(WHAT YOU HAVE TO DO): Set down the line that contains "the white seat" and every line after it to the end of the entries, exactly as they stand and nothing more.

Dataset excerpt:
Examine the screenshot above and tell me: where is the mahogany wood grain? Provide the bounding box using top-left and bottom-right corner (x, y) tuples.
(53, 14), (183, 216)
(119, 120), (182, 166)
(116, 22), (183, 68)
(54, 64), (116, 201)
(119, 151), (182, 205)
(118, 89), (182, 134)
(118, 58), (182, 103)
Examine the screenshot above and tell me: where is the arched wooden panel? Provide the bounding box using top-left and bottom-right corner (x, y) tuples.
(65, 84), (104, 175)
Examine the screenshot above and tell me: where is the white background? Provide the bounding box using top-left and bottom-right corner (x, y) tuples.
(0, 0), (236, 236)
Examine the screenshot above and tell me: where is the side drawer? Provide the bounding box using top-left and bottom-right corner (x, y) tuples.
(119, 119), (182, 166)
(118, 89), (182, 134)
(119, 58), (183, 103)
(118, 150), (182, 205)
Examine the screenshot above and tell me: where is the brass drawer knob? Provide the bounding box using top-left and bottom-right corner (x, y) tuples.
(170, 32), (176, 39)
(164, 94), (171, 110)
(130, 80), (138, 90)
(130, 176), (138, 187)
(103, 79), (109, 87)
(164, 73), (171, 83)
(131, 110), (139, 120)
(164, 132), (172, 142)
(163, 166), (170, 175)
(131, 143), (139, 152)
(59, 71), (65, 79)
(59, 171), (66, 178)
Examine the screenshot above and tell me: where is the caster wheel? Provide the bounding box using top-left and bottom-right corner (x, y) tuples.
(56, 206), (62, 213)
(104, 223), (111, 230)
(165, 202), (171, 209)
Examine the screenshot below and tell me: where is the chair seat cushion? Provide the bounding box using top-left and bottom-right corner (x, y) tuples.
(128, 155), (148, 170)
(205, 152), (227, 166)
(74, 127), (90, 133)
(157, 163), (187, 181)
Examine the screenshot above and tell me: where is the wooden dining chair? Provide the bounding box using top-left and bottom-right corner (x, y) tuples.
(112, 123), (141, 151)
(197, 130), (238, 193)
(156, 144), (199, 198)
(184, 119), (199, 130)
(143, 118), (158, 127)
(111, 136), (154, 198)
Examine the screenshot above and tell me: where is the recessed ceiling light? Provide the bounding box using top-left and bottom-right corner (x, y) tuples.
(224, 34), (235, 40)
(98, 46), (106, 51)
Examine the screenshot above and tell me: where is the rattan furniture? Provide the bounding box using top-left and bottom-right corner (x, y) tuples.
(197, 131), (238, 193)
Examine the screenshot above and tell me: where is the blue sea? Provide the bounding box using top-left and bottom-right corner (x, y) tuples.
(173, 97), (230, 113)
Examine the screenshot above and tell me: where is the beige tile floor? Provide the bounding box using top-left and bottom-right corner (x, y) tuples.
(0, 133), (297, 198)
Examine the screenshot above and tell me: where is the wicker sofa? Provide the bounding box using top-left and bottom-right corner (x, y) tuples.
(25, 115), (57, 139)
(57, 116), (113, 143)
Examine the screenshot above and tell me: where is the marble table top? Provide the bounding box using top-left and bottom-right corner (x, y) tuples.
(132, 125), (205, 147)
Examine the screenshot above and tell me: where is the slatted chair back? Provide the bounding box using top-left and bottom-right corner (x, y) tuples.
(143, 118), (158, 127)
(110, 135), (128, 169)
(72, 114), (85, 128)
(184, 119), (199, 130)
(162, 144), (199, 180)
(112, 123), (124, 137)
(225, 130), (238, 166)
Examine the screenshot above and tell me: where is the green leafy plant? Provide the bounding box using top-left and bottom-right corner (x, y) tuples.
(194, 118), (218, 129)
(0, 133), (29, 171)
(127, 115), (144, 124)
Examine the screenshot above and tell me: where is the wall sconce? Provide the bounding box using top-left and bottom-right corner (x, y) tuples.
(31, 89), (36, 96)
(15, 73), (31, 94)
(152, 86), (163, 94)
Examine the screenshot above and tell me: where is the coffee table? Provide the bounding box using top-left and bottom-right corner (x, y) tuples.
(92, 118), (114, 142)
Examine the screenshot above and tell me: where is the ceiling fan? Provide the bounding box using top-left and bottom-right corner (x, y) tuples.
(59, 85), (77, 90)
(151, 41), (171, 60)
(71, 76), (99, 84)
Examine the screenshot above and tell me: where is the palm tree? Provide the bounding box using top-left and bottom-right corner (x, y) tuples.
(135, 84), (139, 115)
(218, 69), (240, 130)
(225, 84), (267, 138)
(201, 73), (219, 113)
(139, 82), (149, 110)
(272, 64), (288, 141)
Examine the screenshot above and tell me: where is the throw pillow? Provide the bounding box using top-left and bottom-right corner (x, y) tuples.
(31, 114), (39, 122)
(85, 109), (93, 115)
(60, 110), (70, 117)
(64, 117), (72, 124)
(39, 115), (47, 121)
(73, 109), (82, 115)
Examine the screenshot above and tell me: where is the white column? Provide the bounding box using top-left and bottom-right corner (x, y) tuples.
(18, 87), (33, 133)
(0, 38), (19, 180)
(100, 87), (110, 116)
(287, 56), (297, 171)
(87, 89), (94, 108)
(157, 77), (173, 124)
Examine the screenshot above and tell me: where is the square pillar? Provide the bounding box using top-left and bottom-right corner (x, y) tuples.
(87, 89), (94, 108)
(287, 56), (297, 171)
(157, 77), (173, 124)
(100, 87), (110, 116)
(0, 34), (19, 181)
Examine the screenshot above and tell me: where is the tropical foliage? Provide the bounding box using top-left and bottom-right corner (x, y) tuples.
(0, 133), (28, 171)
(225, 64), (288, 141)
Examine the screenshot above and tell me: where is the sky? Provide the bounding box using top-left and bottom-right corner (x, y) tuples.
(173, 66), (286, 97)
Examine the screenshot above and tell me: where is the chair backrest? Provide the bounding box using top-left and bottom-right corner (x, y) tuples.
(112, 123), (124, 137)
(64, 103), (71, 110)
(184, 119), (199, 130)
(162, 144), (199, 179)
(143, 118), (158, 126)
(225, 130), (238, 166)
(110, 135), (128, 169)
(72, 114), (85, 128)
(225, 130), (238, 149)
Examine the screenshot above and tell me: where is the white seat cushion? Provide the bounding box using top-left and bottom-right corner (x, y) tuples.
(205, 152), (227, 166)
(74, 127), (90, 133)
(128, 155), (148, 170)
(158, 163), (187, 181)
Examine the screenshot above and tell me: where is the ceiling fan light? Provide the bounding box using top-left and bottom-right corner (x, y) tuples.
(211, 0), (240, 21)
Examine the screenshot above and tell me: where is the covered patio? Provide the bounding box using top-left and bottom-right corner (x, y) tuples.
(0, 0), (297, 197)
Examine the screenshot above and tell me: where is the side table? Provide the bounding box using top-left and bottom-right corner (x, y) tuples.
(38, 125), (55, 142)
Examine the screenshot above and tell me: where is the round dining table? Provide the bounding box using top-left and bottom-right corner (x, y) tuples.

(ANSWER FOR THIS EXERCISE):
Examine the screenshot above and tell me: where is the white seat cushion? Provide the bounding box using top-left and bottom-right corner (x, y) tuples.
(205, 152), (227, 166)
(74, 127), (90, 133)
(128, 155), (148, 170)
(158, 163), (187, 181)
Examine the screenshot above and tell me: where is the ceiling fan light? Provide the bounding box using top-left and bottom-right corner (x, y) tuples.
(211, 0), (240, 21)
Examine the screenshot above and tell me: where is the covered patio? Provide the bounding box using top-left and bottom-right corner (x, y) tuples.
(0, 0), (297, 197)
Examine the screenshot above and tell me: where is the side table? Provide the bounding box using top-left and bottom-right corner (x, y) tuples.
(38, 125), (55, 142)
Examine the screenshot above and tell me: where is the round dining table? Provide the bounding box using top-left and bottom-right corner (x, y) tuples.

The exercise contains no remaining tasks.